Wednesday, May 17, 2017

May 17 - 5th Week of Easter - Wednesday

+ Our readings today are about unity and community. Jesus makes it very clear that a disciple of his must remain entirely and wholly attached to him like a branch on a vine. A branch cannot live apart from the vine; and even if it could, its fruit would be of a strange variety – being dissociated from the species of which it is meant to be a part.

And so, we must remain in Christ so that our fruit is godly fruit, our works are meritorious for our salvation, and our loving is pure and self-sacrificial. There are many in this day and age who are semi-rooted to the vine, or so they think; but the truth is either you are or you aren’t connected to it: either you have the Christ-life flowing through your spiritual veins or you have the world’s: and if it is the worlds’ then it can never be entirely true, beautiful or just! – and what this defective and immature connection produces can be seen quite clearly in the precarious and treacherous goings-on in our nation’s capital.

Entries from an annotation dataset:
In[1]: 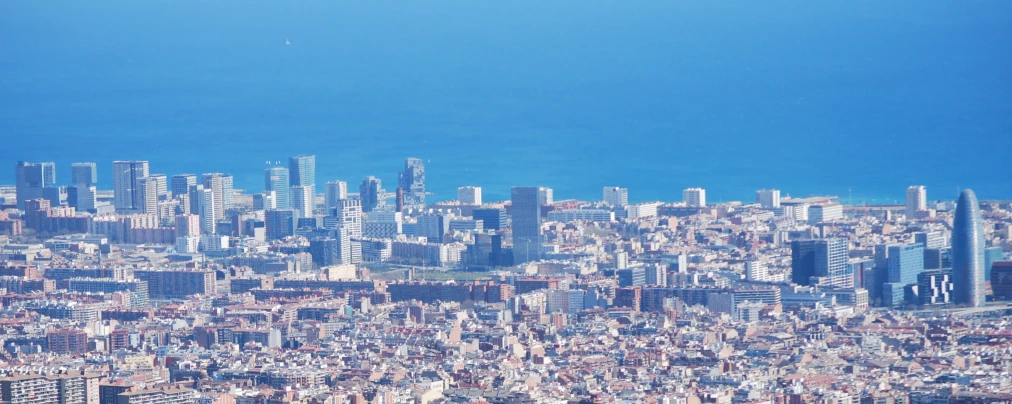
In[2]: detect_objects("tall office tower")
[604,186,629,207]
[682,188,706,208]
[112,161,148,212]
[148,174,169,200]
[756,188,780,209]
[263,167,291,210]
[190,184,219,234]
[14,161,53,211]
[952,189,984,307]
[135,176,158,215]
[988,261,1012,300]
[790,238,854,288]
[334,199,362,239]
[253,190,277,211]
[324,181,348,213]
[415,214,449,243]
[200,172,235,220]
[358,175,383,213]
[264,209,296,240]
[169,174,196,197]
[70,163,98,186]
[288,185,313,218]
[537,186,556,206]
[176,215,203,237]
[456,186,482,205]
[907,185,928,220]
[288,154,316,194]
[510,186,541,264]
[397,157,425,205]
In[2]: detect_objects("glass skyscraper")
[263,167,291,210]
[288,155,316,191]
[397,157,425,205]
[952,189,984,307]
[510,186,541,264]
[790,238,854,288]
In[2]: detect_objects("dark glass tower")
[952,189,984,307]
[510,186,541,264]
[398,157,425,205]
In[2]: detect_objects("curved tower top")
[952,189,984,307]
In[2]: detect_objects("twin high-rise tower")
[397,157,425,205]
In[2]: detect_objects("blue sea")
[0,0,1012,203]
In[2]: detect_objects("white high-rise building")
[176,236,200,254]
[200,172,235,220]
[253,190,277,211]
[745,261,769,281]
[190,184,218,234]
[809,204,843,225]
[135,177,159,219]
[288,185,313,218]
[537,186,556,207]
[334,199,362,239]
[324,181,348,210]
[148,174,169,200]
[682,188,706,208]
[907,185,928,220]
[112,161,148,212]
[604,186,629,207]
[756,188,780,209]
[456,186,482,205]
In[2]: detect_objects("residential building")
[263,167,291,210]
[603,186,629,207]
[682,188,706,208]
[112,161,149,213]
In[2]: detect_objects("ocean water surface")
[0,0,1012,203]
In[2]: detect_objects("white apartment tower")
[334,199,362,239]
[324,181,348,213]
[456,186,482,206]
[134,177,161,220]
[682,188,706,208]
[537,186,556,207]
[190,184,219,234]
[745,261,769,281]
[288,185,313,218]
[756,188,780,209]
[200,172,235,220]
[112,161,148,212]
[604,186,629,207]
[907,185,928,220]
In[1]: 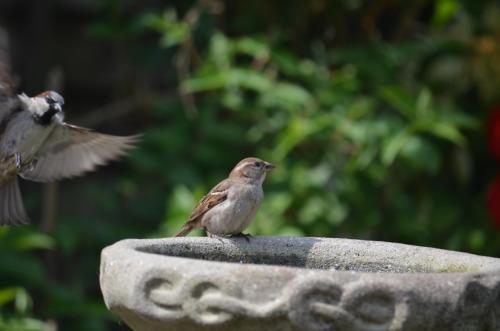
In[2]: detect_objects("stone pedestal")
[100,237,500,331]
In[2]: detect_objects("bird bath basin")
[100,237,500,331]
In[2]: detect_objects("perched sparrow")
[175,157,274,237]
[0,63,138,225]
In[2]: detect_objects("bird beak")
[264,162,276,172]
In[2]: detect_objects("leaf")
[181,70,229,93]
[382,129,411,165]
[11,233,55,251]
[415,88,432,119]
[0,287,18,306]
[379,86,416,118]
[425,122,465,146]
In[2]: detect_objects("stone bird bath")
[100,237,500,331]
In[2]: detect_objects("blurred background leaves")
[0,0,500,331]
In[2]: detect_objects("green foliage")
[0,0,500,331]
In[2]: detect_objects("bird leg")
[14,154,22,170]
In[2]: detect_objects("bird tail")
[174,223,193,237]
[0,176,29,225]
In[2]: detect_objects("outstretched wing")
[20,123,139,182]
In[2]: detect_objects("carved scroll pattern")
[145,275,408,331]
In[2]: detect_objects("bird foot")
[14,154,23,169]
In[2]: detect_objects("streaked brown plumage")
[175,157,274,237]
[0,54,139,225]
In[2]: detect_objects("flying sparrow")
[175,157,274,237]
[0,63,138,225]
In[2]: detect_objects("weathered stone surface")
[100,237,500,331]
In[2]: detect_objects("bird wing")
[20,123,139,182]
[187,179,231,223]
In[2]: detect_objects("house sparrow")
[0,63,138,225]
[175,157,274,237]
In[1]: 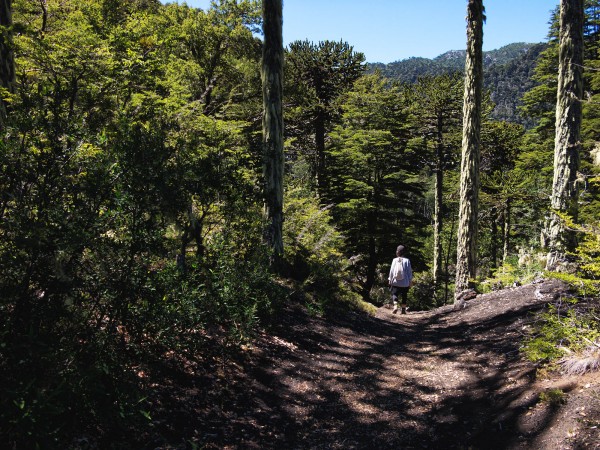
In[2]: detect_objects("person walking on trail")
[388,245,412,314]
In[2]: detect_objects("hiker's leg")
[400,287,408,314]
[392,286,398,314]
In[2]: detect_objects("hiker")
[388,245,412,314]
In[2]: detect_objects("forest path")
[146,281,600,450]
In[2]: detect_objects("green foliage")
[408,272,441,311]
[477,252,546,293]
[284,187,360,315]
[523,300,600,362]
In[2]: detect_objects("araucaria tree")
[262,0,283,261]
[455,0,484,299]
[546,0,584,270]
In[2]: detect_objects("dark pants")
[392,286,409,305]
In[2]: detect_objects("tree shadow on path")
[146,280,596,449]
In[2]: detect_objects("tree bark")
[0,0,15,131]
[546,0,584,270]
[433,112,444,295]
[262,0,283,269]
[455,0,484,298]
[502,198,511,263]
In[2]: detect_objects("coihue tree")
[455,0,485,298]
[328,75,421,296]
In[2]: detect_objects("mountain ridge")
[367,42,548,126]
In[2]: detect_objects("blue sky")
[161,0,559,63]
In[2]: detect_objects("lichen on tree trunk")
[455,0,484,295]
[262,0,283,265]
[545,0,584,270]
[0,0,15,130]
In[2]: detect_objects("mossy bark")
[262,0,283,265]
[455,0,484,295]
[546,0,584,270]
[0,0,15,130]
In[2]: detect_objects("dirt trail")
[145,281,600,450]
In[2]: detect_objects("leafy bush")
[284,187,372,315]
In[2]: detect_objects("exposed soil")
[138,281,600,450]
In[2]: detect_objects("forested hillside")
[369,43,547,127]
[0,0,600,449]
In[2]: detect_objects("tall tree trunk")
[490,206,498,269]
[0,0,15,131]
[455,0,484,299]
[364,211,377,299]
[315,111,327,196]
[433,113,444,295]
[546,0,584,270]
[502,198,511,263]
[262,0,283,269]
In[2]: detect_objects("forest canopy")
[0,0,600,447]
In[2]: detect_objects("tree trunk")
[455,0,484,298]
[315,111,327,196]
[262,0,283,269]
[546,0,584,270]
[364,212,377,299]
[0,0,15,131]
[433,113,444,295]
[490,206,498,269]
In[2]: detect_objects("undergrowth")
[523,206,600,374]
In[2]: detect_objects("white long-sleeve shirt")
[388,256,412,287]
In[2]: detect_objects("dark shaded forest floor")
[132,281,600,450]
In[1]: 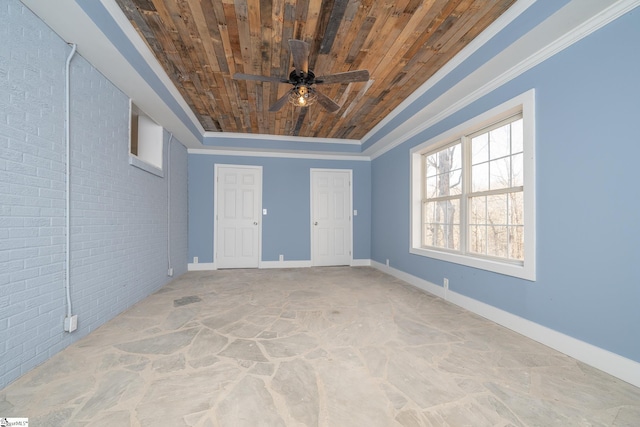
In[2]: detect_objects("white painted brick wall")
[0,0,187,388]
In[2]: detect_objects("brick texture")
[0,0,187,388]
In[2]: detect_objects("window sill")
[129,154,164,178]
[409,248,536,282]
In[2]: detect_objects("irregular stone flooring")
[0,267,640,427]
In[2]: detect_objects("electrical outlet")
[64,314,78,332]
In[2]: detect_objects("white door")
[214,165,262,268]
[311,169,352,266]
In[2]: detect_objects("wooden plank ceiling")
[116,0,515,139]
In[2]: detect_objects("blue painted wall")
[189,154,371,263]
[371,9,640,361]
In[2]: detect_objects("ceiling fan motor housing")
[289,70,316,88]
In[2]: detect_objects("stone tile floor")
[0,267,640,427]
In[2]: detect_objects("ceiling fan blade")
[313,90,340,113]
[233,73,289,83]
[269,89,291,113]
[315,70,369,85]
[289,40,309,75]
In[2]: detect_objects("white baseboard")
[371,261,640,387]
[187,262,217,271]
[259,260,311,268]
[187,259,371,271]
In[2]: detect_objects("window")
[129,104,164,176]
[410,91,535,280]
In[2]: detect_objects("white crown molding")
[187,148,371,162]
[364,0,640,159]
[371,261,640,387]
[361,0,536,144]
[203,132,360,145]
[100,0,205,134]
[21,0,202,147]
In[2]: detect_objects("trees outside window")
[410,91,535,280]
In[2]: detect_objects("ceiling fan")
[233,40,369,113]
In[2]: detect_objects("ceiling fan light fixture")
[289,86,317,107]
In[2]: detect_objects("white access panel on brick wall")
[214,165,262,268]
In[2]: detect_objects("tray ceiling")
[116,0,515,140]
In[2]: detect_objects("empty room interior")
[0,0,640,427]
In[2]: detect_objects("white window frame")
[409,89,536,281]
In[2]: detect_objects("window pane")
[487,194,507,225]
[508,191,524,225]
[489,125,511,160]
[451,144,462,170]
[469,196,487,225]
[487,225,508,258]
[471,163,489,192]
[422,199,460,250]
[469,225,487,254]
[471,133,489,165]
[449,169,462,196]
[425,154,438,176]
[425,176,438,198]
[489,157,511,190]
[511,154,524,187]
[511,119,524,154]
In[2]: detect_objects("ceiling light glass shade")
[289,86,317,107]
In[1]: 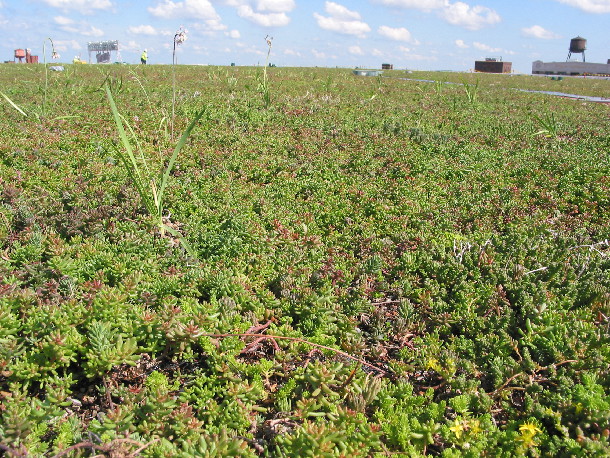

[Task to complete]: According to the Easter reflection, what are the day's readings about?

[Expected answer]: Unity and community.